**文書**

◆ ◆ ◆ ◆

外から見える日本30年 (めっちゃ駆け足で要約)
日本を出てほぼ3ヶ月。NZの生活も落ち着いてきたこの頃、外にいるからこそ見える日本についてまとめてみたい。
この30年間、日本に住んでいた時期がほとんどとはいえ、アメリカ・NZと何年ずつか暮らしてきて、その視点から見える日本について書きたいと思う。
1 30年前のアメリカ
30年前にアメリカに行った時は、「日本人」ということだけで箔がついた時代だった。バブルが弾ける寸前、「日本人はすごいね」「Nikkei Averageは〇〇万円に到達するんじゃない?」「日本の教育は世界一らしいね」という好意的なメッセージを多く聞いた。
その一方で日本の存在は「脅威」で、アメリカの主要な建物や産業を全部持っていってしまうんじゃないか、っていう否定的なイメージもあった。いずれにしても「日本がアメリカに追い越せ・追い抜け」という時代だった。
そんな中、日本語をアルバイトで教えていたけど、ビジネスマンや学生や大学教員(大学の街に住んでたから)などいろんな人が日本に行きたいから・日本のことを知りたいから、と日本語熱も高かった。
「日本人」という蓑を被っていれば、他の外国人とは別格に扱ってくれるそんな雰囲気だった。日本ってすごい国なんだと日本を離れて初めて感じた。
2 20年前のニュージーランド
ニュージーランドには縁は全くなかったんだけど、大学院に進学すると決めて自分が師事したい先生がたまたまニュージーランドの大学にいらっしゃったので、こちらに初めて来たのが20数年前。
よくイギリス人やアメリカ人が、自国の30年ほど前を思い出させるのんびりした良い国、というのがニュージーランドのイメージ。私ものんびりした空間や時間の流れが大好きになった国。
先述のように研究したい先生がいらっしゃったから、という理由だけでNZを選んだのでこの国に関する予備知識はほぼゼロだった。こちらに来てまずびっくりしたのが、日本車の多いこと!

◆ ◆ ◆ ◆

**課題 1**
日本についてのエッセイで、筆者がニュージーランドに来てまず驚いたこととして挙げられているのは何ですか。
**課題 2**
日本についてのエッセイの続きを、最後の文の後から書いてください。

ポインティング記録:

◆ ◆ ◆ ◆

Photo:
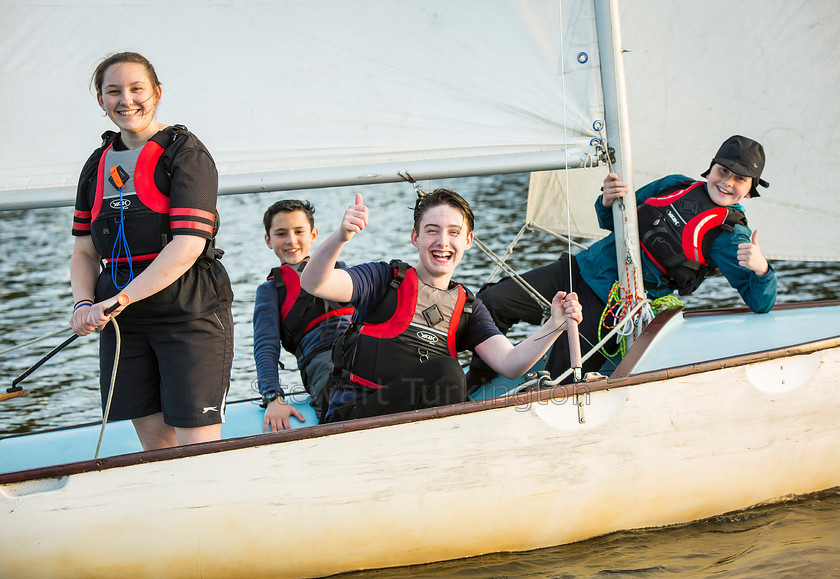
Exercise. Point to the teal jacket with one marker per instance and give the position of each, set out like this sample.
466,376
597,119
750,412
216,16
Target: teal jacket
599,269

◆ ◆ ◆ ◆

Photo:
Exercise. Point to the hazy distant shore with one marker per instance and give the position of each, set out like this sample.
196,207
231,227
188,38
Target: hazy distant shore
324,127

◆ ◆ ◆ ◆

**解答 1**
日本車が多いことです。

**解答 2**
右ハンドルで左側通行という交通システムは日本と同じ。そして日本の中古車は走行距離がとても短く、品質がいいというので、こちらの車はほぼ日本車!といっていいほど、にまず驚いた。ここでも日本の車産業はすごいんだ、と改めて納得した。
オーストラリアやNZは地理的にアジアに近く、アジア圏との貿易を視野に入れているらしく、日本語が小学校・中学校・高校・大学と外国語科目として選択できる。これは日本で日本人の子どもたちが学校で英語を学ぶ、という感覚に近い。
この当時、私が聞いたのはフランス語の次に日本語を選択する子どもたちが多いとのこと。これは、すごいことだと思った。言葉を学ぶって同時に文化にも触れたりする機会がある、それも子供の時から、というのはものすごい影響力がある。子供の時にその言語や文化(特にアニメなど)に少しでも触れていれば、身近に感じるだろうし親近感もでる。日本は遠い国ではなくなる。
日本車が多かったり、日本語勉強してる子供がいる、という素地の中、日本の経済力もまだ強かったのか、日本の影響力もNZで感じた。まず、Sushiと呼ばれる食べ物がすごい人気だったこと。にぎりのお寿司ではなく、海苔巻き(中身はチキンやアボガドやツナなど)が一般的に普及していて、みんなが食べていたことにびっくりした。
異文化に触れる時は、言葉そして食べ物なんだな、と感じた。この頃はバブル崩壊後とはいえ、日本の勢いもまだ強くて、日本の存在感がまだまだあった。例えば日本食レストランは、ちょっと高級感のあるところ・オシャレなところ、という印象だった。他には、Japan festival(日本についてのお祭り)なるものがあって、多くの人が日本の文化に触れたり食べ物を楽しんでた。
3 14年前のニュージーランド
勤務先の大学から長期研修という名目で1年間NZに滞在したのが2010年。この頃になると中国の勢いが顕著に現れてきた。中国人の人が多くなり、あちこちに中華レストランができ、傍目で観てても「中国は勢いがあるなあ」というのが肌で感じられた。
反対に日本はその勢いに負けてきて、日本の影がどんどん薄くなってる気がした。日本車の存在はまだまだ健在だったけど。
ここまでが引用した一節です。